§ Lesetext:
________

GEGEN DAS IMPONIERGEHABE EINER PATRIARCHALISCH STRUKTURIERTEN SPIESSERNATUR Vögelnde Vögel, ihr Mut macht sie frei

LIEBLING DER MASSEN

Ein heftiger Windstoß bauscht Meldungen auf, verzerrt Reportagen und bringt Sportergebnisse durcheinander. Im Grunde ist es tollkühn, was ich hier versuche: mitten auf einer Landwiese, „an der frischen Luft“, wie irre Öko-Fundamentalisten die sich willkürlich entfesselnden Naturgewalten euphemistisch nennen würden, die Zeitung zu lesen. Endgültig bestraft wird meine Naivität, als mir das Feuilleton davonfliegt.

Mit flehentlicher Miene blicke ich den entschwindenden Filmkritiken hinterher, doch die menschenfeindliche Umgebung kennt keine Gnade. Hämisch lachend trägt der Wind die von ihm aus einem dumpfen Unterlegenheitskomplex heraus verachteten Insignien der Zivilisation für immer fort. Der Wolf, der Affe, der Rasen und der Steinzeitmensch – sie alle haben sich arschkriecherisch mit der Natur arrangiert und lesen keine Zeitung. Doch wer wie ich nicht nur über einen eigenen Geist verfügt, sondern diesen gar noch pflegen will, muss bitter dafür büßen.

Um dem Katastrophenszenario die Krone aufzusetzen, fällt jetzt auch noch von irgendwo ein Vogel runter und zappelt wie blöd auf dem Rasen rum. Im ersten Moment denke ich: „Na gut, der stirbt halt.“ Im zweiten Moment sehe ich jedoch, dass es sich um zwei Vögel handelt, so dass ich im dritten Moment meine, einen kleinen Greifvogel sowie einen noch kleineren Singvogel auszumachen, was bedeuten würde: nur einer stirbt, während der andere tatkräftig daran beteiligt ist. Dann stieben die beiden Vögel plötzlich hoch, steigen miteinander in die Lüfte, zu einem einzigen Federklumpen verhakt und zusammengeballt, also denke ich im vierten Moment: „Aber holla, die poppen natürlich!“ Was man sich an einem wunderschönen Frühlingstag gerne so zurechtträumt, halb entspannt, halb überspannt auf einer Wiese liegend, untätig, da von einer mörderischen Natur brutal am Zeitungslesen gehindert.

Doch im fünften Moment fällt mir auf, dass die beiden Lover einander dabei ziemlich rau beharken. Mit den Schnäbeln, den Flügeln und mit lautem Gezänk. Glatter Dirty Tschilp in diesem Zusammenhang. Ich muss mir eingestehen, dass mich ihr Treiben gerade selbst ein bisschen anmacht.

________

§ Datensatzauszug:
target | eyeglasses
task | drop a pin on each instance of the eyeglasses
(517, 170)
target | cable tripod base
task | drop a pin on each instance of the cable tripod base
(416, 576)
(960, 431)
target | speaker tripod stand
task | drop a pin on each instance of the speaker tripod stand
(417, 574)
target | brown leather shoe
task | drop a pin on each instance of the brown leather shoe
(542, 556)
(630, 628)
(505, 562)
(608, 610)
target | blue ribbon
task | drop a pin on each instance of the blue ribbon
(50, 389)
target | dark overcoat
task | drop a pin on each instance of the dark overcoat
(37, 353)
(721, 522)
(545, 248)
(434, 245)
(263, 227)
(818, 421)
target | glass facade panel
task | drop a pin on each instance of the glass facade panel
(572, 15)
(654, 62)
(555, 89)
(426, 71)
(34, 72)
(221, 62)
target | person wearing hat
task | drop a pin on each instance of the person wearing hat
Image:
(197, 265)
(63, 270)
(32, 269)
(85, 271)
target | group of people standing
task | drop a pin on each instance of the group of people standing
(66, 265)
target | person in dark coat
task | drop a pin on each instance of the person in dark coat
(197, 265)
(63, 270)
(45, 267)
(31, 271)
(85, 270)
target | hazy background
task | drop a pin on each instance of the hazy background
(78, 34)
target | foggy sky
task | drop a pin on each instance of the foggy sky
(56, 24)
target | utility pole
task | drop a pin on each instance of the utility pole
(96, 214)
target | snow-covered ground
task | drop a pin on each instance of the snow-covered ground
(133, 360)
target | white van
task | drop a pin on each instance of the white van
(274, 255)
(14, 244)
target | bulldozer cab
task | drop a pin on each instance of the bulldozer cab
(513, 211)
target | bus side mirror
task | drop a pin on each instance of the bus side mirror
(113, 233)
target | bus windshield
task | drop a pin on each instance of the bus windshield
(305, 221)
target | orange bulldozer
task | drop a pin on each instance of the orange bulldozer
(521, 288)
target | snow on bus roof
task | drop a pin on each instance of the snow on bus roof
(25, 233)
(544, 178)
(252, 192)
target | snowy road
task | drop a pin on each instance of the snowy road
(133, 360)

________

§ Aufgabenliste:
a. Welcher Teil der Zeitung fliegt dem Erzähler im Lesetext davon?
b. Gib den Abschnitt des Lesetexts wörtlich aus, beginnend bei „Ein heftiger Windstoß“ und endend bei „das Feuilleton davonfliegt.“.

§ Erwartete Ergebnisse:
a. Das Feuilleton.

b.
Ein heftiger Windstoß bauscht Meldungen auf, verzerrt Reportagen und bringt Sportergebnisse durcheinander. Im Grunde ist es tollkühn, was ich hier versuche: mitten auf einer Landwiese, „an der frischen Luft“, wie irre Öko-Fundamentalisten die sich willkürlich entfesselnden Naturgewalten euphemistisch nennen würden, die Zeitung zu lesen. Endgültig bestraft wird meine Naivität, als mir das Feuilleton davonfliegt.